-- Excerpted text follows --

Pharmaceutical companies tailor drugs to CONCEAL side effects.
This means that part of YOU will be suppressed out of view, will
seem no longer to exist -- guilts, anxieties, concern about what
others think or feel, hates, fears, conscience. But you will appear
normal, be able to hold a job, be with family and friends -- and
yet more and more of you is MISSING. It is you, after all, who'd
like a better job or a better relationship with wife and children
or bigger, better games to play, faded dreams rekindled, a reason
to live, an ability to enjoy the first morning light. Unable to
have these things, you are depressed. You take Prozac, and you feel
less depressed (perhaps), but you don't handle the causes of the
depression. At any rate, there's no evidence that people on Prozac
have more loving relationships or greater appreciation for morning
light -- though such things are implied by the drug ads. But there's
no scientific evidence for it.
It may be that, if a person is depressed by one thing in life (say,
a boss who puts him down) and that depression makes him a burden
to his family, then if the Prozac makes him not give a damn what
the boss thinks, he seems more cheerful and tolerable to his family
-- but loses the job. There are all sorts of variables here. But
the basic situation is that you take a person who has difficulties
in living, you suppress the difficulties out of view without in
any way handling them, and you do this in such a way as to make
it appear that nothing has happened.
Some people hate the drug, but others say, "Oh, you should
try this. It's wonderful" -- which always reminds me of the
pod people in Invasion of the Body Snatchers. (Forgive me, I'm stigmatizing!)

-- Excerpted text concluded --

= Problems to work on =
1 – In the text about Prozac, what film do people's enthusiastic recommendations of the drug remind the writer of?
2 – Reproduce word for word the part of the Prozac text starting with "Some people hate" and going on through "me, I'm stigmatizing!)".

-- Records provided follows --

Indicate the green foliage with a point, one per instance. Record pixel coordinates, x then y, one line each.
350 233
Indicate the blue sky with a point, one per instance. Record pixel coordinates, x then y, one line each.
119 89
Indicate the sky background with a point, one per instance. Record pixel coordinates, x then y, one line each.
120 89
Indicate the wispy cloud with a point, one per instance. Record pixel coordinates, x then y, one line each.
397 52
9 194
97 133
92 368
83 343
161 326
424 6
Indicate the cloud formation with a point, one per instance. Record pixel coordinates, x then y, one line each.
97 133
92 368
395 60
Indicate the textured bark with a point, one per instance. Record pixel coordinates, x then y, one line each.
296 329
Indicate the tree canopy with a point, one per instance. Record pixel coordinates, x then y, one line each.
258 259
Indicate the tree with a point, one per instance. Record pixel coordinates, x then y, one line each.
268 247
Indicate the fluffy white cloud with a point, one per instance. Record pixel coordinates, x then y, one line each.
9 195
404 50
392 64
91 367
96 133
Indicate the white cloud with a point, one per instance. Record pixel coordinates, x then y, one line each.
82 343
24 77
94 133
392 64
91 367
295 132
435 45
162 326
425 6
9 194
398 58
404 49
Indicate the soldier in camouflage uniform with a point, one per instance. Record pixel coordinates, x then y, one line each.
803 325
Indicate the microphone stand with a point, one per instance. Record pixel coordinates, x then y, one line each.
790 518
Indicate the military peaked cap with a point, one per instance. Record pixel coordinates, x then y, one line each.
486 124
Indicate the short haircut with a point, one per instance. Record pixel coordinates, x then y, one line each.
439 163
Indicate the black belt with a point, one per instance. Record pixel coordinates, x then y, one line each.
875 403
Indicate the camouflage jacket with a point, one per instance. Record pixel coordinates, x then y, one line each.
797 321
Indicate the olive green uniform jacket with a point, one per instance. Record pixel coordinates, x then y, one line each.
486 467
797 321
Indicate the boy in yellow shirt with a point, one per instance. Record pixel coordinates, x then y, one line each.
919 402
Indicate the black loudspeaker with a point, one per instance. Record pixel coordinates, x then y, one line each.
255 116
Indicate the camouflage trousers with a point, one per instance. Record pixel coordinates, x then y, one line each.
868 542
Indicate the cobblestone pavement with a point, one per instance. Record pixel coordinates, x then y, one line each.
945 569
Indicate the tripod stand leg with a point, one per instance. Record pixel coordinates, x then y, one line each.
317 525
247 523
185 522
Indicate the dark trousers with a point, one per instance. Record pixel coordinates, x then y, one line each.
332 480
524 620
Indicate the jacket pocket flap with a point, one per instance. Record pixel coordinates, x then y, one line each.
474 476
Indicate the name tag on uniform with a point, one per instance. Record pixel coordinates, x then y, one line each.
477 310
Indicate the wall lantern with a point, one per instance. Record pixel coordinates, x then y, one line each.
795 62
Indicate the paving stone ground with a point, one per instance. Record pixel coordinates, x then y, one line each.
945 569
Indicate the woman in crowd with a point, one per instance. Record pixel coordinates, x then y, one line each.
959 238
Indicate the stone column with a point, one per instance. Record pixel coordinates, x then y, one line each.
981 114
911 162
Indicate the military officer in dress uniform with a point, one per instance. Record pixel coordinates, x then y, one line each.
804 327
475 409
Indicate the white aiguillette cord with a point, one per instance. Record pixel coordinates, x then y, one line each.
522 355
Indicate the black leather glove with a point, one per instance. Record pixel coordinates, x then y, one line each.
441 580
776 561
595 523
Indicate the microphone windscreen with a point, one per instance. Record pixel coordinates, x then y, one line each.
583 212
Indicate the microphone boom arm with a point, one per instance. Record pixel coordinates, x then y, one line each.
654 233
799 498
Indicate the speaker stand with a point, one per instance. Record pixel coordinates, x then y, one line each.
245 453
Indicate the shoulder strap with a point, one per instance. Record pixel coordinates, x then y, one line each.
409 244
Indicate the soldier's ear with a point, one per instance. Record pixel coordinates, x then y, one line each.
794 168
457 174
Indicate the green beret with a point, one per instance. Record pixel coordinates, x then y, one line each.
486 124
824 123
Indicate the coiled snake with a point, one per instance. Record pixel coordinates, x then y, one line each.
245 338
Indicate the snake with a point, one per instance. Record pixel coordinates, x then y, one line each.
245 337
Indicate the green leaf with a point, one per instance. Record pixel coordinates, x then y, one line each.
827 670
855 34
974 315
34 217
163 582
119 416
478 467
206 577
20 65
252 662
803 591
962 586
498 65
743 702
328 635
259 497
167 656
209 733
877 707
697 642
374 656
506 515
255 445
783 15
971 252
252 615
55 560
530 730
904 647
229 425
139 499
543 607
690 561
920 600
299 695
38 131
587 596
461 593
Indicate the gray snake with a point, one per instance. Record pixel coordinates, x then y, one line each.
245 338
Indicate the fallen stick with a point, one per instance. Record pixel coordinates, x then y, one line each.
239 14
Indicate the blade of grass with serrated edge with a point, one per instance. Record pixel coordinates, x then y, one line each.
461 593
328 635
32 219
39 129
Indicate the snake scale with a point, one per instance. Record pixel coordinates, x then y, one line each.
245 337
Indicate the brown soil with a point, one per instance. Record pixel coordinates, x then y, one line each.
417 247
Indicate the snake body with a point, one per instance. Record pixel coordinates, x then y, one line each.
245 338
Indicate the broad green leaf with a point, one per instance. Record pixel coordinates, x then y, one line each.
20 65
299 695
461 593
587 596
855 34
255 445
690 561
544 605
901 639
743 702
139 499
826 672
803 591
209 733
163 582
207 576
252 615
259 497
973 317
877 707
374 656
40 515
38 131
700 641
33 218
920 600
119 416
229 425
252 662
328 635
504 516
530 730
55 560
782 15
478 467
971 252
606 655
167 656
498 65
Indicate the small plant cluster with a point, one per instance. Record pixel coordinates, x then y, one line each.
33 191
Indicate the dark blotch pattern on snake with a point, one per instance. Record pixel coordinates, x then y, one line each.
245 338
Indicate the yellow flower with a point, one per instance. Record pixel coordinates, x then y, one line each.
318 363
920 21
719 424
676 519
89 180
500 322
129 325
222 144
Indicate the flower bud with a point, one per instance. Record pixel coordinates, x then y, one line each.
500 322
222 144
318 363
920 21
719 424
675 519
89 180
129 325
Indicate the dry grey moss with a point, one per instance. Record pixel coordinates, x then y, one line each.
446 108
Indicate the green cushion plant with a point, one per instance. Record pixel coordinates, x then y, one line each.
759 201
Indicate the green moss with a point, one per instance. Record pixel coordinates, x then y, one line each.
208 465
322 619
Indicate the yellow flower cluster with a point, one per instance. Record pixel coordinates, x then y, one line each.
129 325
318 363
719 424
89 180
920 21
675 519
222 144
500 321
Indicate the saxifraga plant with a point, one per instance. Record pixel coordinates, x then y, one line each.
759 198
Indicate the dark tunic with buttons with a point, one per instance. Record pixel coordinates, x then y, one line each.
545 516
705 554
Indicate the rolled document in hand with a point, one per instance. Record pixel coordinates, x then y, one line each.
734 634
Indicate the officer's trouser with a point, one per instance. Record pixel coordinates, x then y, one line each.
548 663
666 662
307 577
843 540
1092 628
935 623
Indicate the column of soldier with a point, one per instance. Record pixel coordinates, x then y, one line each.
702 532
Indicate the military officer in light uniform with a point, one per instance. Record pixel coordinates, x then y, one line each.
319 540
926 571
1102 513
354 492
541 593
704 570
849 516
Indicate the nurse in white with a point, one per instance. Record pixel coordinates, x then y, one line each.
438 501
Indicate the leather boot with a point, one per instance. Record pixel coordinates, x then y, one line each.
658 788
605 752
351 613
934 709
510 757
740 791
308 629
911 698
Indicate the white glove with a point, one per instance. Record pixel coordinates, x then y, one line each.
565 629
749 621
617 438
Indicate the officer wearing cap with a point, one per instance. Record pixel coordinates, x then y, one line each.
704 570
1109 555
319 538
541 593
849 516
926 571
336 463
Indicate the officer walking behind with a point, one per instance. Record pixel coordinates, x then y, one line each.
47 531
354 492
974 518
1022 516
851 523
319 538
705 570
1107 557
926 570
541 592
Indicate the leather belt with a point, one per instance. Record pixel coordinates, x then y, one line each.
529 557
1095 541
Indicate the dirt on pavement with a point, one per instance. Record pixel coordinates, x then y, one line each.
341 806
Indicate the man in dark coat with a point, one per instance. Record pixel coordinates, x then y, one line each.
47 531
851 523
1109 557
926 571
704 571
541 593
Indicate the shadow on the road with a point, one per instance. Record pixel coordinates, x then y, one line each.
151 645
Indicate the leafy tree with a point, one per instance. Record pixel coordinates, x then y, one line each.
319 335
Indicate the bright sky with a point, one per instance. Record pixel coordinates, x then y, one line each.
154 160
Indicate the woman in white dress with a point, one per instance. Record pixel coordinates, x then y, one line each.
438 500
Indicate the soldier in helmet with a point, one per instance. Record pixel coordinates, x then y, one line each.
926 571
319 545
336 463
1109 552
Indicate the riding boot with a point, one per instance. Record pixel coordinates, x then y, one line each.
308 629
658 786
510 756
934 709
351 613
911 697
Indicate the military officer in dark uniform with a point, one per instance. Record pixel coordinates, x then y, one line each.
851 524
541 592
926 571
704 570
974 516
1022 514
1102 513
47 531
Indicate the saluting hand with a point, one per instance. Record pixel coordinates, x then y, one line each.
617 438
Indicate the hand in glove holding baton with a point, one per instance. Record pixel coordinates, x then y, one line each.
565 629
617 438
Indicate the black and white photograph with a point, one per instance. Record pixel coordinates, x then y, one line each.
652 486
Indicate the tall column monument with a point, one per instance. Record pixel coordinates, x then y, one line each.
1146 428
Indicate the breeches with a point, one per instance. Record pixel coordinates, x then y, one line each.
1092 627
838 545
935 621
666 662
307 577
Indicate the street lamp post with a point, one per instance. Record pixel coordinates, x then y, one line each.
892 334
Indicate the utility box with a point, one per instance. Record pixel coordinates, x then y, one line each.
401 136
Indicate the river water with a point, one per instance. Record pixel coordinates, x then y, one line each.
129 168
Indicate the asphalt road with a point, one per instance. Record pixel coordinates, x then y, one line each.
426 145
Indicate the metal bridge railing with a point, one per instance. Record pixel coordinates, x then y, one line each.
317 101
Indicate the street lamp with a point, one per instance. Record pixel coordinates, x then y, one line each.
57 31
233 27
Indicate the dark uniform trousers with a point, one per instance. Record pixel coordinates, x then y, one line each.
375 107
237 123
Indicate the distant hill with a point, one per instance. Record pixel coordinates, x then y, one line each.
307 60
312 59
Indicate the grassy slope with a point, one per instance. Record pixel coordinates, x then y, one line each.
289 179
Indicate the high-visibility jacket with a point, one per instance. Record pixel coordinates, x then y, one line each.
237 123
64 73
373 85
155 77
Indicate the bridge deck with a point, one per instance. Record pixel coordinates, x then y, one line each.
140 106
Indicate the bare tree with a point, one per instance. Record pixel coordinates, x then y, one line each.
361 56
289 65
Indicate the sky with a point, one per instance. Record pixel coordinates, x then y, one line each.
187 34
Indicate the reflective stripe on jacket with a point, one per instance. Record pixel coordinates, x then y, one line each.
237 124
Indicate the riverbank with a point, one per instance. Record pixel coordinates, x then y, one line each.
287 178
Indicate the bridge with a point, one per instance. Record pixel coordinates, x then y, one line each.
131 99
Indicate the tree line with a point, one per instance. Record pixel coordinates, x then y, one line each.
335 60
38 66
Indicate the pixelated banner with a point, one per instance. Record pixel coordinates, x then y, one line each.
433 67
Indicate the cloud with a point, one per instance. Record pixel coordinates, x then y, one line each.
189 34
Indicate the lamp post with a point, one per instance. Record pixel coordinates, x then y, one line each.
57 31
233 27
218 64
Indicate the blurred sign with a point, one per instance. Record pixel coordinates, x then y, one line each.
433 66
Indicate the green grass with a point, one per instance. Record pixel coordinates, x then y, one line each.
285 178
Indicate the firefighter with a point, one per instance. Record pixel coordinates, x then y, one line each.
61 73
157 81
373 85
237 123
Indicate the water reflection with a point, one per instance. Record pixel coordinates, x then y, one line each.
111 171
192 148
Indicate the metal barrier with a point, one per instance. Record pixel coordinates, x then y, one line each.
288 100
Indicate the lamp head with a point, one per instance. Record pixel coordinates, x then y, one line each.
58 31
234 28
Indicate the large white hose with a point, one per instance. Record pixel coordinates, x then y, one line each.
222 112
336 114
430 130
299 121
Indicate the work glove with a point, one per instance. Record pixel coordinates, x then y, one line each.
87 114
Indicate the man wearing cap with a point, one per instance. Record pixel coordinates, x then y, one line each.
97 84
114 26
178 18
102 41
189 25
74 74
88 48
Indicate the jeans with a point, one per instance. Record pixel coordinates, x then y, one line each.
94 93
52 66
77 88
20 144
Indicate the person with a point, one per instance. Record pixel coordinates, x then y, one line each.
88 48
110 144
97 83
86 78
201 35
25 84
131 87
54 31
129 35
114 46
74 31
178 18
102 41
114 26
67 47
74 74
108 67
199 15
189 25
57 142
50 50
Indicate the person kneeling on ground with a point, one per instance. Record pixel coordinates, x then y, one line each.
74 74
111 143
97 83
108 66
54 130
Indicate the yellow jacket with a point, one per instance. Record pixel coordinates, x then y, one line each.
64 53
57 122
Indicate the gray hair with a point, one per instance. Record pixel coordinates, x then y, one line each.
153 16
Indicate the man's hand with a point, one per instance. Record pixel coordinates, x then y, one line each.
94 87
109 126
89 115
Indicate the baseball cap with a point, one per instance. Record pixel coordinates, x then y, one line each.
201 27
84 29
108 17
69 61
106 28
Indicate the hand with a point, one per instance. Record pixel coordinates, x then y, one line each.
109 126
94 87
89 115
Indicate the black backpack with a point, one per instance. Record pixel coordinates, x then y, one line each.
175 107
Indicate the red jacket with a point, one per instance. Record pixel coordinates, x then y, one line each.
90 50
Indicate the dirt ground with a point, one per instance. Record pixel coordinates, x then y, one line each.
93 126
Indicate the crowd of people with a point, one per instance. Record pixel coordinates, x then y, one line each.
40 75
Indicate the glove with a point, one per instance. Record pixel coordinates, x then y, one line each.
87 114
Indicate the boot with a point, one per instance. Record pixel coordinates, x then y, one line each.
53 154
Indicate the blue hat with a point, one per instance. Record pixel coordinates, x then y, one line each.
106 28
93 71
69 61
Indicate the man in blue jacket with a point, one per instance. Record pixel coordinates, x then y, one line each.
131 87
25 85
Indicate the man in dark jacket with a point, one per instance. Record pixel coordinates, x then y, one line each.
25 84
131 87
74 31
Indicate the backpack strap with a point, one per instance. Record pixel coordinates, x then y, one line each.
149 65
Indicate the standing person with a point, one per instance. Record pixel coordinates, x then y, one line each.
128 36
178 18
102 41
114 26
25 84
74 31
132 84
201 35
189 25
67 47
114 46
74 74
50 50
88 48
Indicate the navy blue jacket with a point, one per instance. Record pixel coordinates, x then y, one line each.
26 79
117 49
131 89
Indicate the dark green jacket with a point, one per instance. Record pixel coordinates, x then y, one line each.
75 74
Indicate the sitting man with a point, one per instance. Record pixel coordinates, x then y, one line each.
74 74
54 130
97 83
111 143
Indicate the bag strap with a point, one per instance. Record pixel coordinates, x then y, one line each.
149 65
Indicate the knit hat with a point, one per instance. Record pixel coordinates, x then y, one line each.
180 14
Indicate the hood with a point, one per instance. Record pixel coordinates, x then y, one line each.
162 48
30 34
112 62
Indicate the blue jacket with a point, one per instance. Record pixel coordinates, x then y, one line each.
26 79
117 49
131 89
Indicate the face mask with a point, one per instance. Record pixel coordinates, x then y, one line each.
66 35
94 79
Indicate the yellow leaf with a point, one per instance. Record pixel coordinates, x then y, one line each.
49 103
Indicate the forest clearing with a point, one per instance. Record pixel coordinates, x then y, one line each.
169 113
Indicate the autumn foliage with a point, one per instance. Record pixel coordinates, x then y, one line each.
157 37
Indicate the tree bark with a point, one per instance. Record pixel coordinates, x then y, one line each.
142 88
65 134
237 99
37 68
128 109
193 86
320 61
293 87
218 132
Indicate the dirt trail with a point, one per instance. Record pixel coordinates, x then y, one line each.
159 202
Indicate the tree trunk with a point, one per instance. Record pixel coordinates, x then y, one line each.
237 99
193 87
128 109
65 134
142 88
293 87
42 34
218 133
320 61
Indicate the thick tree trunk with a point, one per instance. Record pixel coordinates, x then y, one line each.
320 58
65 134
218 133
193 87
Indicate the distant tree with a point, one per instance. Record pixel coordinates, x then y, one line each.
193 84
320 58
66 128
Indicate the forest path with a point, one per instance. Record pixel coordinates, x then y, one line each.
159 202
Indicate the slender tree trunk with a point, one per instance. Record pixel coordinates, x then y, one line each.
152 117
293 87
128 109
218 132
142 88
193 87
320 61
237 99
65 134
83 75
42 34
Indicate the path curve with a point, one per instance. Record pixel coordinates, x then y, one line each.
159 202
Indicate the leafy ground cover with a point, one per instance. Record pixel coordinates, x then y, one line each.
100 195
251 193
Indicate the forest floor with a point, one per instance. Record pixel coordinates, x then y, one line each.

-- Records provided concluded --

= Solutions for each task =
1 – Invasion of the Body Snatchers, specifically its pod people.

2 –
Some people hate the drug, but others say, "Oh, you should
try this. It's wonderful" -- which always reminds me of the
pod people in Invasion of the Body Snatchers. (Forgive me, I'm stigmatizing!)